>> BEGIN DATA EXCERPTS
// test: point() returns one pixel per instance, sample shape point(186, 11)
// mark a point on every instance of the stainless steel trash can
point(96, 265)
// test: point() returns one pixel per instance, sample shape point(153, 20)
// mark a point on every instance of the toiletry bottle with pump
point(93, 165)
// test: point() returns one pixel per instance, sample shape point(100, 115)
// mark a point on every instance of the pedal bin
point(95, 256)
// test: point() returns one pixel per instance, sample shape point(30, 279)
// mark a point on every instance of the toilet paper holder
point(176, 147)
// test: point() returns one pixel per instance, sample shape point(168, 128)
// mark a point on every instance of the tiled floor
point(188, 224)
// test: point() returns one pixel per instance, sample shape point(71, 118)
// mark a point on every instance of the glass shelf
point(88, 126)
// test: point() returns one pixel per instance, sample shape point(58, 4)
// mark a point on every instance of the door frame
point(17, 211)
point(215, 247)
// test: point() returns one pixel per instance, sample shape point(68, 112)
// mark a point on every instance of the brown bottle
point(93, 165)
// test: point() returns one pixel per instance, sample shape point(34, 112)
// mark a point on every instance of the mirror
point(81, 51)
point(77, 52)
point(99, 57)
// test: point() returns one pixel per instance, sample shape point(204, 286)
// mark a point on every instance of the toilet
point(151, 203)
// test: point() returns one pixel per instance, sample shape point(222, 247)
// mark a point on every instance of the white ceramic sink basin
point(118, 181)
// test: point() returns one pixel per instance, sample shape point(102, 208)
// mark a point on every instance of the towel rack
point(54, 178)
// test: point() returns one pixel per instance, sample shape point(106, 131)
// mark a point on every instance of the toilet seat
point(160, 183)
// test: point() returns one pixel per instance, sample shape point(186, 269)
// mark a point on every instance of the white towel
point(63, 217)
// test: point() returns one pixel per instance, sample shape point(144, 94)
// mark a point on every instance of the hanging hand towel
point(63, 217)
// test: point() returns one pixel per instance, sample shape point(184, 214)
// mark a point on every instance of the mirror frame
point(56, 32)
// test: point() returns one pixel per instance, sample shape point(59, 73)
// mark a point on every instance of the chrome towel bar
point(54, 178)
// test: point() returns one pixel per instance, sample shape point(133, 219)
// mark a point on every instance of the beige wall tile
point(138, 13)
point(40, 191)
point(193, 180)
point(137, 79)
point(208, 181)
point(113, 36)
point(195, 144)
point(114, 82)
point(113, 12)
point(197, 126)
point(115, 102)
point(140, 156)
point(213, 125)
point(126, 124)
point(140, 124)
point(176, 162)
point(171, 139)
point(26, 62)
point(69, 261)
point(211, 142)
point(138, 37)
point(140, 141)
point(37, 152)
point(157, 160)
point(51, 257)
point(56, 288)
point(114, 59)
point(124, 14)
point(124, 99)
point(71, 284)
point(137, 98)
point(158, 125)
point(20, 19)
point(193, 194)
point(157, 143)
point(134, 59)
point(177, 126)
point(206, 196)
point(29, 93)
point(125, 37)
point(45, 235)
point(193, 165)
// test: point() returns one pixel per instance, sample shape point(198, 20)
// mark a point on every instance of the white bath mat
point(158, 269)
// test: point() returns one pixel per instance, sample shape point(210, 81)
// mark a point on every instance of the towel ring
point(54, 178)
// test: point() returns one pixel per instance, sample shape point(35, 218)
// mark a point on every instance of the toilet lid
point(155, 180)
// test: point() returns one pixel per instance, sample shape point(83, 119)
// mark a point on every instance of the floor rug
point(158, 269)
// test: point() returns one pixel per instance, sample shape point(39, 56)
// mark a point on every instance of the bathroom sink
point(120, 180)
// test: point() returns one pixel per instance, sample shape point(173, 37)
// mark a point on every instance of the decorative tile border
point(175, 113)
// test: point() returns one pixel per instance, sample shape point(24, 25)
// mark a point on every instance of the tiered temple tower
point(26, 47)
>> END DATA EXCERPTS
>> BEGIN DATA EXCERPTS
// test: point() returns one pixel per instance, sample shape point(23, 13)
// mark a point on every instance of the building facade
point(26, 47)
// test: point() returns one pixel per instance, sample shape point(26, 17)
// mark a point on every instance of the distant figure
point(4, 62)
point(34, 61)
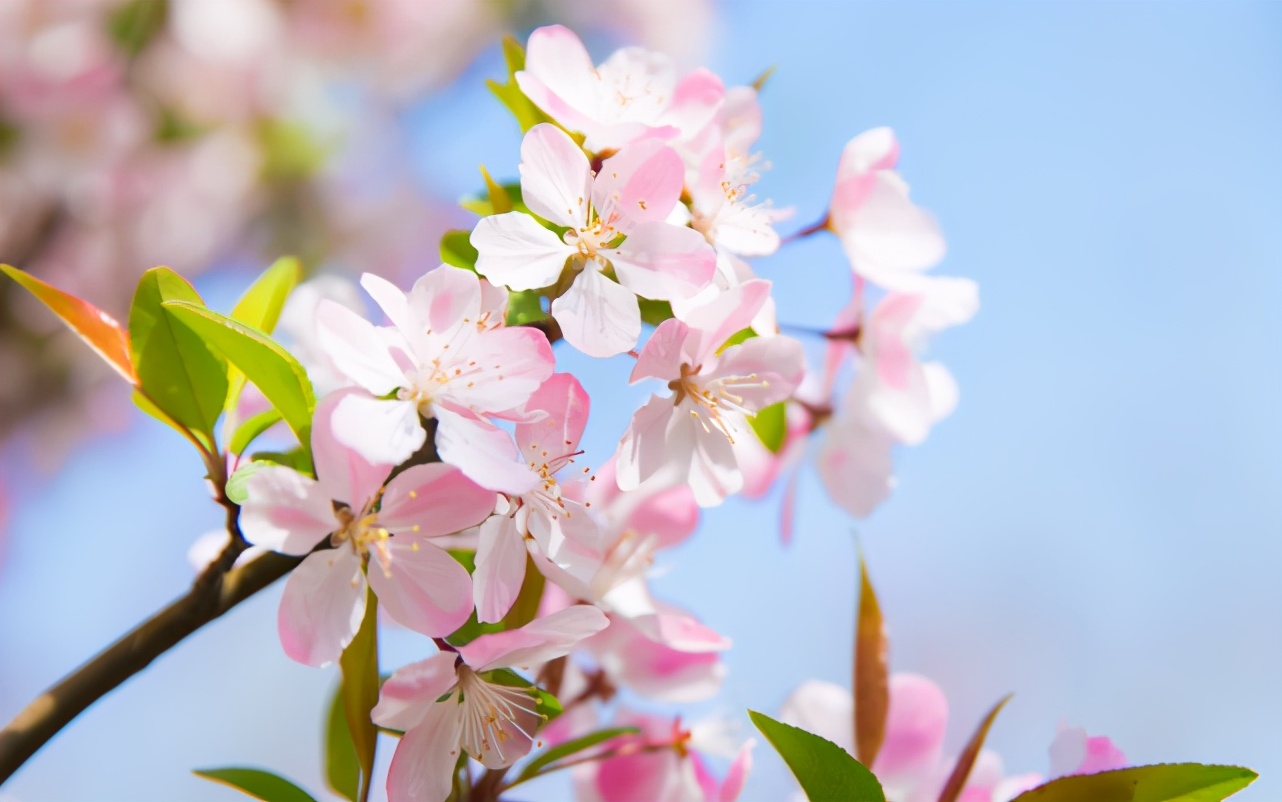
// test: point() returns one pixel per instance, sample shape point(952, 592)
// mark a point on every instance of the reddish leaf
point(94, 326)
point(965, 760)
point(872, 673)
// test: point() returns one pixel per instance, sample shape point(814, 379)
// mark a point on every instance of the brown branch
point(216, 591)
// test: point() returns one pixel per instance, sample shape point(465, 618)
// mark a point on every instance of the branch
>> END DATA EXCERPTS
— WHAT THE TASK ASKS —
Quote, character for character, the stretch of lines from the one containing "shape point(222, 247)" through the one containing "point(56, 32)", including both of those lines.

— ANSWER IN FULL —
// test: point() returns one pixel per instance, sample shape point(222, 247)
// mark a point on every instance of the white ceramic sink basin
point(118, 181)
// test: point() returns one pixel per instance, sample shape point(102, 208)
// mark a point on every instance of the towel rack
point(54, 178)
// test: point() returns one pixel per instance, sample shape point(106, 131)
// mark a point on every instance of the toilet seat
point(160, 183)
// test: point() returns one pixel per instance, sample shape point(186, 269)
// mark a point on every instance of the white towel
point(63, 217)
// test: point() returns one pixel per instance, sample shape point(144, 94)
// mark a point on every instance of the hanging hand towel
point(63, 217)
// test: point() returns one pixel per instance, sample shape point(184, 214)
// mark a point on every instance of the mirror frame
point(56, 32)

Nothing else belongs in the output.